| WORK REQUEST |
Which lines run from the one containing "# give x and" to the end of the entries below? Reproduce them exactly, both ends included.

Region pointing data
--- START ---

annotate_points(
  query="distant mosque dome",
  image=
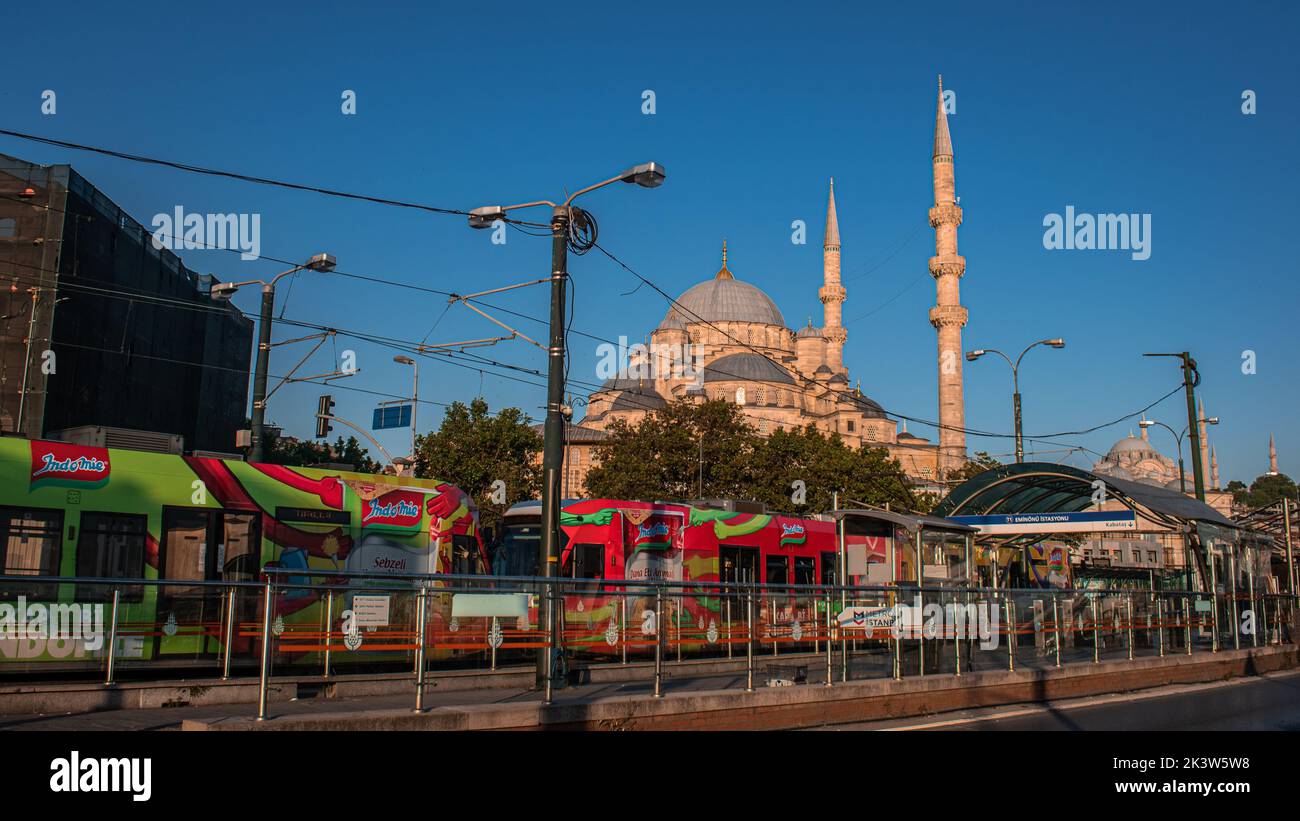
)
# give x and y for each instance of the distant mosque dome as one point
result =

--- END ---

| SOLUTION TO THIS PROBLEM |
# give x and y for each instance of the distant mosque dome as one point
result =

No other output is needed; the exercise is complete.